AIM OF THE EXERCISE
How many lines of the data below contain the word "formation"? Count them and reply with the number alone.

TASK DATA
****************

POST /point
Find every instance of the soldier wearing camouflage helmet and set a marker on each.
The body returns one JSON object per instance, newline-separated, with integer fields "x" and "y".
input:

****************

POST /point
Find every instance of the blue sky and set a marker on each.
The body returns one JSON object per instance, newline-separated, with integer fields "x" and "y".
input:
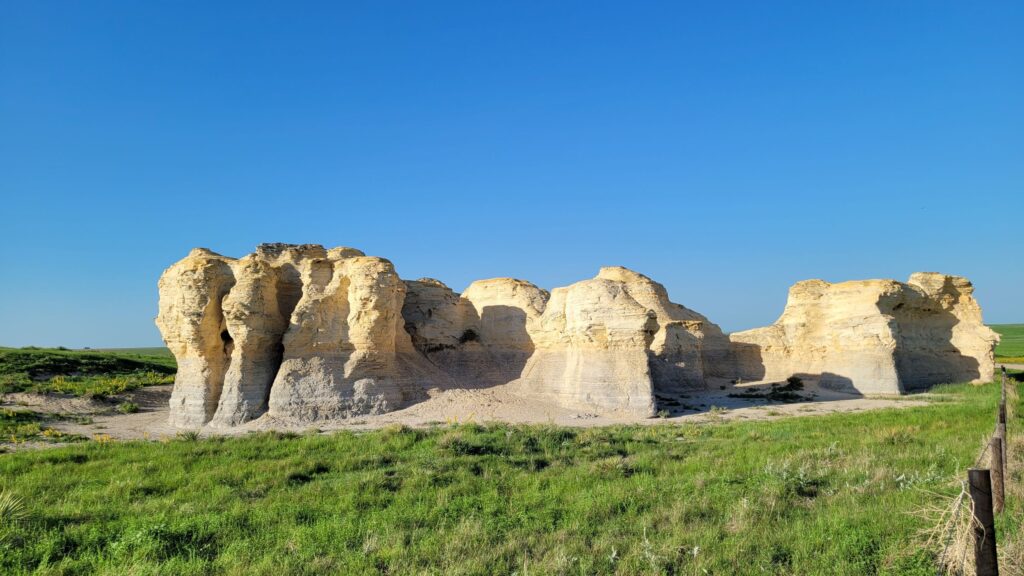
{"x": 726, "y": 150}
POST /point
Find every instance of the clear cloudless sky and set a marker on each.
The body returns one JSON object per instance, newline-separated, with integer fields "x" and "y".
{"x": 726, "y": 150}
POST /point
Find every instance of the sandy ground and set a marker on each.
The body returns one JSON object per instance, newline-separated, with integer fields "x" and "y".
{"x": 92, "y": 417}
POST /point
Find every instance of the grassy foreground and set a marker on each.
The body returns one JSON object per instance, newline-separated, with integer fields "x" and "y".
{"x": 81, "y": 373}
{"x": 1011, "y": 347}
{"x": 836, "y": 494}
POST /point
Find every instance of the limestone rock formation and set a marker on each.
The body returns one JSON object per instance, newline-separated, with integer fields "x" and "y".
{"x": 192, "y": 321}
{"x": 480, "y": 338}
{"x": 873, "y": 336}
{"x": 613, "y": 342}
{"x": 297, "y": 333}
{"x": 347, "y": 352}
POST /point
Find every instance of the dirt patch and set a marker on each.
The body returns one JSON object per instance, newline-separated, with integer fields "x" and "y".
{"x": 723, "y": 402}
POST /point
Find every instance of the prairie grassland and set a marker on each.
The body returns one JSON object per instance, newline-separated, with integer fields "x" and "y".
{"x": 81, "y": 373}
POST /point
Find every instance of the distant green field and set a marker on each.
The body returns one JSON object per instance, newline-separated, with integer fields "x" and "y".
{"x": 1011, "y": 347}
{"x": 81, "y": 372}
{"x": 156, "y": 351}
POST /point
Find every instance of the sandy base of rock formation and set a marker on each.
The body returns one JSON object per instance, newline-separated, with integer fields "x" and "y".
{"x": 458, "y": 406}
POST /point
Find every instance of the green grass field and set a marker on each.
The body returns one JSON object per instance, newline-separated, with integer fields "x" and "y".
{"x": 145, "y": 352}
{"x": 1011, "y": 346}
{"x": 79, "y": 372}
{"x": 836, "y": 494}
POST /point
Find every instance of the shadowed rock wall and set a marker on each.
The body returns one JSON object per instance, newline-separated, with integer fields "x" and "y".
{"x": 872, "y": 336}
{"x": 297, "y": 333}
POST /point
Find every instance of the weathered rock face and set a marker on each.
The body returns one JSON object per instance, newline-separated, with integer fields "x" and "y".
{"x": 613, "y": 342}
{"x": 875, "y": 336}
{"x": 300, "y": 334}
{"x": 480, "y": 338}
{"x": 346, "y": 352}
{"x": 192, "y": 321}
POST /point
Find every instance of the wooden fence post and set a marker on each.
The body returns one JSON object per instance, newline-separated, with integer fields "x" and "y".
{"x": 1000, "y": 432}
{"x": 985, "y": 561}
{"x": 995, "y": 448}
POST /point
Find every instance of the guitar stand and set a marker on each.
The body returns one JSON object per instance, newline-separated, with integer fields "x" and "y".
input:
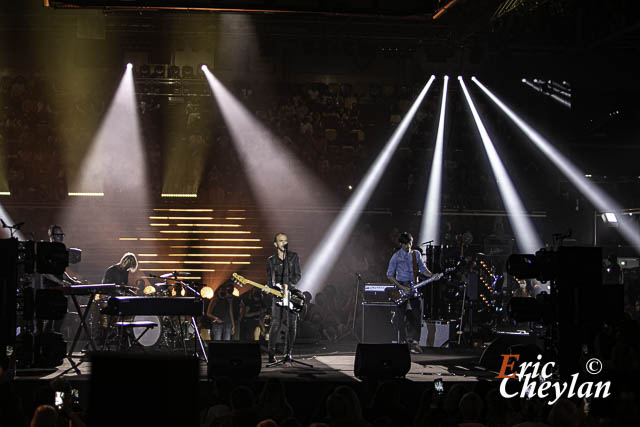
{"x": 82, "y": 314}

****************

OUTPUT FOR THIS TASK
2